Copy, exactly, everything in the lines below from the line containing "In this picture, where can the black and" down to the end of the block, including both of those ends, and reproduce nothing else.

[A block of data]
━━━━━━━━━━━━━━━━━━━━
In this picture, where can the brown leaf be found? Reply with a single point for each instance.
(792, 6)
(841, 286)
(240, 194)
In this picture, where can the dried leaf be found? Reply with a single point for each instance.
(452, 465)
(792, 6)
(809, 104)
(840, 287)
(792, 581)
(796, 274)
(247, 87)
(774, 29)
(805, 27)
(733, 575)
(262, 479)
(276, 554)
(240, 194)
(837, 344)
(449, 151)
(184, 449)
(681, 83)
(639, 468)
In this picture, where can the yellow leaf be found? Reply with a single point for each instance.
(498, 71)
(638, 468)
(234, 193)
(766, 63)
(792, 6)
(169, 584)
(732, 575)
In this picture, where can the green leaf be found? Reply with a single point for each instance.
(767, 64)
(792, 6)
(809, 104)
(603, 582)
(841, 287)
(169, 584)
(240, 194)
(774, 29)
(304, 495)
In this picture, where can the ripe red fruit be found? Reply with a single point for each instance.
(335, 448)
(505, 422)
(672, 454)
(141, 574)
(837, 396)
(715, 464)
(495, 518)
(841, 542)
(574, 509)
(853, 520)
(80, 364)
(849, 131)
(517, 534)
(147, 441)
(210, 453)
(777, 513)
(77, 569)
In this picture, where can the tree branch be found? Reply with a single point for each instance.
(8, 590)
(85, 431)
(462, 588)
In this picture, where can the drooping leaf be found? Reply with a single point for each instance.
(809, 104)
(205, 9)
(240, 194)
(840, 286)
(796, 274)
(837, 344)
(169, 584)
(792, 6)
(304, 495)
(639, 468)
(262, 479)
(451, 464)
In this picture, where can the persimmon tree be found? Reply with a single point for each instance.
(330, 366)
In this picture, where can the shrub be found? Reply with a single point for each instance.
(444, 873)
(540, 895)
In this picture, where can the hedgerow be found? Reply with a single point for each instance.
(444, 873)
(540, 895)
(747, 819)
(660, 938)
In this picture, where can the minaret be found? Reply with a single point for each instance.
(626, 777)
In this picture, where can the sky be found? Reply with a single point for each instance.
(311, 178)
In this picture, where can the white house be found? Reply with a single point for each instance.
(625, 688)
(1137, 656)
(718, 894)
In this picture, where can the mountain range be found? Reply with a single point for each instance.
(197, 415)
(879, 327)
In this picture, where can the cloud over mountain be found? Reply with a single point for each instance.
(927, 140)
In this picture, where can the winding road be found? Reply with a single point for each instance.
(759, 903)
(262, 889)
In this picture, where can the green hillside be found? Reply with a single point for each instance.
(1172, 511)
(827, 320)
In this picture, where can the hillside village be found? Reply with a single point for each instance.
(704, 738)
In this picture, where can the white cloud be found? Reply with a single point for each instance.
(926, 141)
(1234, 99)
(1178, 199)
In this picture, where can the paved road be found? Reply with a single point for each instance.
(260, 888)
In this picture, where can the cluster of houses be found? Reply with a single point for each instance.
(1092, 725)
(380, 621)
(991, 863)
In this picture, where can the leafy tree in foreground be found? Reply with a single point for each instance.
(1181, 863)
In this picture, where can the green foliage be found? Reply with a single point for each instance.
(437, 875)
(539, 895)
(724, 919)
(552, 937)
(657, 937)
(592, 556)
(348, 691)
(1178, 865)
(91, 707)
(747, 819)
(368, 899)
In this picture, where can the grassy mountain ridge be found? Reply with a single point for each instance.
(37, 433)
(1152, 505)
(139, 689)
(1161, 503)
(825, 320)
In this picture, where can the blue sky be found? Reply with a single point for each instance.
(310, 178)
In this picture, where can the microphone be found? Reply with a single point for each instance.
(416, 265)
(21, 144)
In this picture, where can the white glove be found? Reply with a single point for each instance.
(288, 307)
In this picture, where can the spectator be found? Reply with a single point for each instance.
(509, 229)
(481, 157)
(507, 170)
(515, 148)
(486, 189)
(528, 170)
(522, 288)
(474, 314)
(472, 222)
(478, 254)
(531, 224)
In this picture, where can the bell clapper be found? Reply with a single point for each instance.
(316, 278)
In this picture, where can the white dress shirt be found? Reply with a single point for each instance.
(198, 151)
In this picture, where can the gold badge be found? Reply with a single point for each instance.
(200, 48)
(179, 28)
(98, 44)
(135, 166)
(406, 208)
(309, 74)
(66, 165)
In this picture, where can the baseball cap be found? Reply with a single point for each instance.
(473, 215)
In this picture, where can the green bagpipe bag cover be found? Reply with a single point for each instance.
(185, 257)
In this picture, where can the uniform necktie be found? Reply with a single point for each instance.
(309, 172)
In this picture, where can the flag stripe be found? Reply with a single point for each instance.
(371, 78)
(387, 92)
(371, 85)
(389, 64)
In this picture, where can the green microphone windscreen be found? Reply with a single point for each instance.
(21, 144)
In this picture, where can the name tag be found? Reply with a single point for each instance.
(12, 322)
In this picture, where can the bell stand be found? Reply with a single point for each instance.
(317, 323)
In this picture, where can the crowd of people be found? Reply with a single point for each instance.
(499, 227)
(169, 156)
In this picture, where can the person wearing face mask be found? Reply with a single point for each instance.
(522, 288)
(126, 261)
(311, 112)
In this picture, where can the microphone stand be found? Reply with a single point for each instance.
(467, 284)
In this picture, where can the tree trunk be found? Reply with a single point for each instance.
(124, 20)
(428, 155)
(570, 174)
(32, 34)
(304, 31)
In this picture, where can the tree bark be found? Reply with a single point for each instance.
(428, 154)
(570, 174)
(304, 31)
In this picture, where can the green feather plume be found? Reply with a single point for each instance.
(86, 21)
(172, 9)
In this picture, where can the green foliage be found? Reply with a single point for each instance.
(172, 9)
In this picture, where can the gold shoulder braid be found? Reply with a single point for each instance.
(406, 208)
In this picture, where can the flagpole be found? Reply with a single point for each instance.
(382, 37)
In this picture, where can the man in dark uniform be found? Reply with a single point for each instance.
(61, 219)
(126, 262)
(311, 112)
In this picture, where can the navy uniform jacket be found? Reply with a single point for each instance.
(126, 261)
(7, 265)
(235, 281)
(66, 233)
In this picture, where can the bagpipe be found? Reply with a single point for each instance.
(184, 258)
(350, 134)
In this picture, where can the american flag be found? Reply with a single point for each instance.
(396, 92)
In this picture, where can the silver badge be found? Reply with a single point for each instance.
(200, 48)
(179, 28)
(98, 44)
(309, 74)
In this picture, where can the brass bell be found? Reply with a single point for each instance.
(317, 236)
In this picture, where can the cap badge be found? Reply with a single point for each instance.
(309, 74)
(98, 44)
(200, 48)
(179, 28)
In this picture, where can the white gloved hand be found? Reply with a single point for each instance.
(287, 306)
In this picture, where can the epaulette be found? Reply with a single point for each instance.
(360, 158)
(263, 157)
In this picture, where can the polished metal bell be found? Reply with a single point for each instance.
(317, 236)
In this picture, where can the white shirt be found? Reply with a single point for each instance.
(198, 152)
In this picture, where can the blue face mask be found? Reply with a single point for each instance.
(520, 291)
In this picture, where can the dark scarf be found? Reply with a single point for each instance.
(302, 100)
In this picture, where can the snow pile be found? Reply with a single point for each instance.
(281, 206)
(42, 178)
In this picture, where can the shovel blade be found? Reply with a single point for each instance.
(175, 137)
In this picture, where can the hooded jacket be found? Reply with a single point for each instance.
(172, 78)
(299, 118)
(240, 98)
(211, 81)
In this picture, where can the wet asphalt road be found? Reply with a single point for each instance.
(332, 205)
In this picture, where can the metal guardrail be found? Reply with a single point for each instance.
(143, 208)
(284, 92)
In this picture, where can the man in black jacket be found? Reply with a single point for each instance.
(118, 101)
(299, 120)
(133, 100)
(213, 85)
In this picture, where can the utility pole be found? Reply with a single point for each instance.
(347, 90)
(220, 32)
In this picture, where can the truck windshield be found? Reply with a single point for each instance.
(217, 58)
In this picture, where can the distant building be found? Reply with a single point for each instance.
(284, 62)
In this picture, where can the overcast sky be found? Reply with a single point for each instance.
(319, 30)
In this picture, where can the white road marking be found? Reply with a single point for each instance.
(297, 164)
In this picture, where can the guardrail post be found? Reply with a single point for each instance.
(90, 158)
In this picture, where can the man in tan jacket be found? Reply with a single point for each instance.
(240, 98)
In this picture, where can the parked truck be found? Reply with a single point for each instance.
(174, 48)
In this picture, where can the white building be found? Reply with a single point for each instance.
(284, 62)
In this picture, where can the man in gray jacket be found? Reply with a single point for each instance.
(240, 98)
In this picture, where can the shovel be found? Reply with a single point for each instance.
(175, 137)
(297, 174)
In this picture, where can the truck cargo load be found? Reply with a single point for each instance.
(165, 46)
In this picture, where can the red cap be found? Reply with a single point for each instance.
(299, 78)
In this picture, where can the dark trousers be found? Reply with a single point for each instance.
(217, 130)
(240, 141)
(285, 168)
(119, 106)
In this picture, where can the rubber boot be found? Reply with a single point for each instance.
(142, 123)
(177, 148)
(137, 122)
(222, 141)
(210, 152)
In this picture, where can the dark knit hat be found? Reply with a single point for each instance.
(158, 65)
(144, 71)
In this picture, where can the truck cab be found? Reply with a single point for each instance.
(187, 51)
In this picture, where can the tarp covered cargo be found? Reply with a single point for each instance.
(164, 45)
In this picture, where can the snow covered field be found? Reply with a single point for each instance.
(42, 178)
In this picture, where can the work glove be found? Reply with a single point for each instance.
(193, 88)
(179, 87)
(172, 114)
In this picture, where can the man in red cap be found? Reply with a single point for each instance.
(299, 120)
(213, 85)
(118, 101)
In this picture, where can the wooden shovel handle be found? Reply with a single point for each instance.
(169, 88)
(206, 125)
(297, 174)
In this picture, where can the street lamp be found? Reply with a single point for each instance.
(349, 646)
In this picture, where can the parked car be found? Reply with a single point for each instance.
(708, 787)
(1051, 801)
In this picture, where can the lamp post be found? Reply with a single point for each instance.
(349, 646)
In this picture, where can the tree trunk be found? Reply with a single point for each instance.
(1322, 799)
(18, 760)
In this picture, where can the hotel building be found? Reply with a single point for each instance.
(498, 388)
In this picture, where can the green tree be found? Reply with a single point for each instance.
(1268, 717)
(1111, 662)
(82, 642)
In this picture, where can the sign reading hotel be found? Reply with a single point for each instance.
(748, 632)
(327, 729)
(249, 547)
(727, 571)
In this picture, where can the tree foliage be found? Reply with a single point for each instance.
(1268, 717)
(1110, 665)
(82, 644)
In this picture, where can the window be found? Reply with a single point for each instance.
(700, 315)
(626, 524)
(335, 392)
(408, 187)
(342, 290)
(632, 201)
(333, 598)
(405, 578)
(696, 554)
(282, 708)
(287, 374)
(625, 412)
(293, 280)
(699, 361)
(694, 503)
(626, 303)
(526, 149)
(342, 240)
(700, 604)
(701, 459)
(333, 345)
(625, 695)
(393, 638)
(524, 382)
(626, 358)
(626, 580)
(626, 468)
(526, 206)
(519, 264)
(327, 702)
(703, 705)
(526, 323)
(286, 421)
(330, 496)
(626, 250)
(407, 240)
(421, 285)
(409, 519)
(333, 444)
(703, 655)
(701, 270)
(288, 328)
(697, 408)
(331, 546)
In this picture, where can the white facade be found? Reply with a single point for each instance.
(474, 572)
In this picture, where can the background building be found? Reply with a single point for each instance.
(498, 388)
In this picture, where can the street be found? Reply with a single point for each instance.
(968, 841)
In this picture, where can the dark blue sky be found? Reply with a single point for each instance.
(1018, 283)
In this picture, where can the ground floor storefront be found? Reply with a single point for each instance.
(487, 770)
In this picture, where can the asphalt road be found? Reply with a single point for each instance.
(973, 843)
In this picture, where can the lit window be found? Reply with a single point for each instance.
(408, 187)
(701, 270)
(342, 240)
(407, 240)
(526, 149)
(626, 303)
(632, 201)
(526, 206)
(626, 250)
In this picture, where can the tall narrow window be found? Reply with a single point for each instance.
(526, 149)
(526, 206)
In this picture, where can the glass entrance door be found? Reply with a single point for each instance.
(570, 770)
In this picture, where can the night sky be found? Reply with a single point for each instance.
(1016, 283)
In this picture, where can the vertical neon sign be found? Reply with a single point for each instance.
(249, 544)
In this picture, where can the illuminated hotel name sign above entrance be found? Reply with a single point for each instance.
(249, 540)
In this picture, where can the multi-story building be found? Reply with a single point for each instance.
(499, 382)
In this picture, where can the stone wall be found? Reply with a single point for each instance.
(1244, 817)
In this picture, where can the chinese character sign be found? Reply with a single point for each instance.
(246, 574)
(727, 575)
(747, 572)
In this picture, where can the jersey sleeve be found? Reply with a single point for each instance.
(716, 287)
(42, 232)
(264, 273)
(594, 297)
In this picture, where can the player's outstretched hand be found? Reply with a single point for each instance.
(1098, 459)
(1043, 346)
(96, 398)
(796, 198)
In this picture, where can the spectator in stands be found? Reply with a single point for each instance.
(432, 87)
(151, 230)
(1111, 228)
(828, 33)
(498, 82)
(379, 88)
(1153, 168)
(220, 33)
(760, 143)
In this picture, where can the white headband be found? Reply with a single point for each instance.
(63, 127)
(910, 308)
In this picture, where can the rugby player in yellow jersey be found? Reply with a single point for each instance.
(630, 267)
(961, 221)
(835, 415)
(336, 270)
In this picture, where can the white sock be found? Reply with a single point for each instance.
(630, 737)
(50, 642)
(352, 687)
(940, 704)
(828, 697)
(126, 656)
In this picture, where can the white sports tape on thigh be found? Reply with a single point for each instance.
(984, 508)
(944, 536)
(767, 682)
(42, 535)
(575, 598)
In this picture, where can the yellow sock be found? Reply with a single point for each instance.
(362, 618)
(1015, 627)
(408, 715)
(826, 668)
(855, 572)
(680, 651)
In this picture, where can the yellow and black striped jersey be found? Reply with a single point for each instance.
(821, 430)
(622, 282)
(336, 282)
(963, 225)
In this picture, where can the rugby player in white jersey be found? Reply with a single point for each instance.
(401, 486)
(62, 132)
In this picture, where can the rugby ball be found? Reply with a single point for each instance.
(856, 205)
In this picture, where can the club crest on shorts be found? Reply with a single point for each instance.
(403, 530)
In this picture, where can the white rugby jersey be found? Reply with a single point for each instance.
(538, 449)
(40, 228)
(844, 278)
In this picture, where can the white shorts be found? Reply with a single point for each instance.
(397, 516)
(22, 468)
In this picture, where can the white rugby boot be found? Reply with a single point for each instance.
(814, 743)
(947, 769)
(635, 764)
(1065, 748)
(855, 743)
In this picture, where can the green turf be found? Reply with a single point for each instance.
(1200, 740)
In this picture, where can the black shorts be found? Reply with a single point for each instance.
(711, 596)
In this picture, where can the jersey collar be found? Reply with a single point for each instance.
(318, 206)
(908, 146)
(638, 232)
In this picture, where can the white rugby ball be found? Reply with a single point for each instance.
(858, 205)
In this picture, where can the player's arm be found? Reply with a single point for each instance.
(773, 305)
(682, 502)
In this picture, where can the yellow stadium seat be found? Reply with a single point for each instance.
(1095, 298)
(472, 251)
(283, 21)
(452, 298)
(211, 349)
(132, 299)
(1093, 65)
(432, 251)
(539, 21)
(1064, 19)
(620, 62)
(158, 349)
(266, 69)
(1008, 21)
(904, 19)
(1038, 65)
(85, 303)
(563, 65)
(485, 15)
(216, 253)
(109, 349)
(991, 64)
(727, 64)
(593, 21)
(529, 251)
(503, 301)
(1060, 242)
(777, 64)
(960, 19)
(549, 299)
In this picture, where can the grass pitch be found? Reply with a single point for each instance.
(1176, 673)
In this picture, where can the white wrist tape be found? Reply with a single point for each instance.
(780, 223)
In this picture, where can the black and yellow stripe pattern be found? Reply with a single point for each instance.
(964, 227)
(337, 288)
━━━━━━━━━━━━━━━━━━━━
* Result below:
In this picture, where can the black and yellow stripe pattern be found? Reply with a single point for each instance.
(964, 227)
(337, 288)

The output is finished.